▸ Entries
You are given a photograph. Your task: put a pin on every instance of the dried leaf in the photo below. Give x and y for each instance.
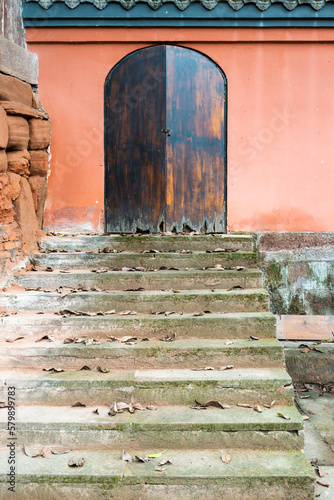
(165, 462)
(76, 462)
(226, 458)
(49, 338)
(60, 451)
(103, 370)
(283, 416)
(142, 459)
(126, 456)
(13, 340)
(206, 368)
(326, 485)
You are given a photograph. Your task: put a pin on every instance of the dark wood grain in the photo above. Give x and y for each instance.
(135, 96)
(195, 148)
(153, 177)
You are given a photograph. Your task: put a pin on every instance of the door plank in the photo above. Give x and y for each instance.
(135, 96)
(195, 163)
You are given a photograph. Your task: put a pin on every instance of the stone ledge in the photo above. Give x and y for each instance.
(18, 62)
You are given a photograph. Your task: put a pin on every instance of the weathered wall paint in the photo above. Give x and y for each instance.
(280, 121)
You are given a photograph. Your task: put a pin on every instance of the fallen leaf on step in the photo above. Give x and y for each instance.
(142, 459)
(53, 370)
(33, 451)
(206, 368)
(126, 456)
(76, 462)
(165, 462)
(326, 485)
(227, 367)
(103, 370)
(49, 338)
(59, 451)
(226, 458)
(283, 416)
(169, 338)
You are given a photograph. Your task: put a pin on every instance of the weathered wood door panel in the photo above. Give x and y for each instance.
(195, 148)
(134, 144)
(165, 142)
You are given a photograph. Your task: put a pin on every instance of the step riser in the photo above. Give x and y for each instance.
(107, 438)
(217, 488)
(180, 393)
(150, 358)
(140, 243)
(216, 302)
(209, 326)
(155, 261)
(200, 280)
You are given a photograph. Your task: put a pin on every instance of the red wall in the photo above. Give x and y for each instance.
(280, 120)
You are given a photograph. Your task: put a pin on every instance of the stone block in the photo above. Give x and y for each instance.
(18, 162)
(40, 132)
(39, 163)
(3, 160)
(14, 181)
(6, 206)
(25, 216)
(19, 109)
(12, 89)
(18, 133)
(38, 187)
(3, 129)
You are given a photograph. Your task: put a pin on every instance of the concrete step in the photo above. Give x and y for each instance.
(256, 386)
(199, 353)
(215, 326)
(196, 260)
(194, 301)
(135, 243)
(250, 475)
(166, 427)
(160, 280)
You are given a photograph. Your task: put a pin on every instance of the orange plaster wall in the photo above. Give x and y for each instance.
(280, 121)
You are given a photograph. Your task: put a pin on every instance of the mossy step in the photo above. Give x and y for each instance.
(187, 353)
(161, 242)
(194, 301)
(256, 386)
(166, 427)
(221, 326)
(250, 475)
(196, 260)
(160, 280)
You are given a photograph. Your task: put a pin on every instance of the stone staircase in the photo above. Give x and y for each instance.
(186, 304)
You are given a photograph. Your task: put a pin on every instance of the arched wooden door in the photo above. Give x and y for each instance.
(165, 142)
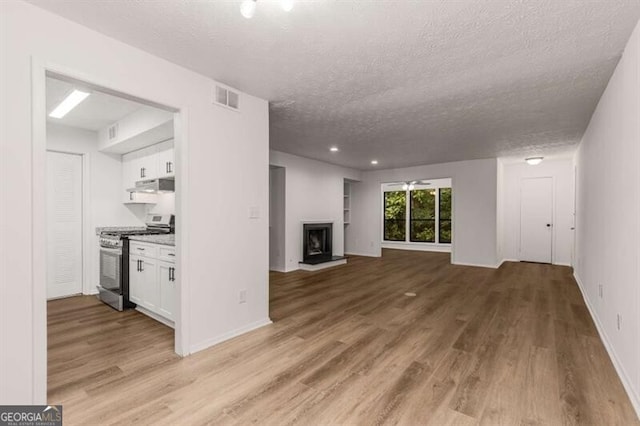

▸ Your objective
Reproduce all of the material above word for word, leaving out the pictures.

▸ Solution
You are given a photograph. Your task: put a pin on every instance of the dried leaf in the photo below. Give x and y for each instance.
(165, 462)
(76, 462)
(226, 458)
(49, 338)
(60, 451)
(103, 370)
(283, 416)
(142, 459)
(126, 456)
(13, 340)
(206, 368)
(326, 485)
You are given a photograph. Your task: put a pin on every instance of the dark wood grain in the photo above. Give x and y for each instance.
(135, 96)
(195, 148)
(153, 177)
You are given a photograph. Your task: put a pin on every instance of the door plank in the photo above. Give x and y for each instance.
(135, 96)
(195, 163)
You are given a photograph. Your task: put a pin on every instance of the stone ledge in the photo above. Give x and y for each instance.
(18, 62)
You are given a photograph. Your task: put a pin on every instance of the weathered wall paint in the photo above. Give x and y for each instance.
(280, 121)
You are given a photograph. Your task: put a pin on every instance of the fallen leaf on step in the photo above. Give x and y for each instance.
(142, 459)
(53, 370)
(33, 451)
(206, 368)
(126, 456)
(76, 462)
(165, 462)
(326, 485)
(227, 367)
(103, 370)
(49, 338)
(59, 451)
(226, 458)
(283, 416)
(169, 338)
You are given a photograph. Your task: put a pin on every instance of the weathered wood door panel in the photo above. Give x and y for each instance.
(195, 148)
(134, 144)
(165, 142)
You are given a photograph. Your task: put a pin on every instance of the step riser in the photo above. Give x and y for each instance.
(107, 438)
(217, 488)
(180, 393)
(150, 358)
(140, 243)
(216, 302)
(209, 326)
(155, 261)
(200, 280)
You are given a photograph. Your task: put a pin on every instance of the red wall in the photo above. Give x and y for each instance.
(280, 120)
You are given a photograph. Your task: put a pin on every instance of the stone block in the photo above. Give x and y for each instance.
(18, 162)
(40, 132)
(39, 163)
(3, 160)
(14, 181)
(6, 206)
(25, 216)
(19, 109)
(12, 89)
(18, 133)
(38, 187)
(3, 129)
You are given a photograph. Your task: put a pin on every instance of the concrete step in the photo above. Give x and y for each instance.
(256, 386)
(199, 353)
(215, 326)
(196, 260)
(194, 301)
(135, 243)
(250, 475)
(166, 427)
(160, 280)
You are given a photograph. Your task: put a pin on every instance of the orange plaster wall in the photo above. Give x and y for each instance.
(280, 121)
You are given a photograph. Your task: put a pin on every instance of the mossy step in the photo above. Give x and y for each instance.
(187, 353)
(161, 242)
(194, 301)
(256, 386)
(166, 427)
(221, 326)
(250, 475)
(196, 260)
(160, 280)
You are given a photograph. Your task: put a pin on every instance of the stone staircase in the photo above. Give x and y for each instance.
(186, 304)
You are given a photograph. Your task: put a pin on every instance of the arched wooden door in the photo above. Give x and y for each instance.
(165, 142)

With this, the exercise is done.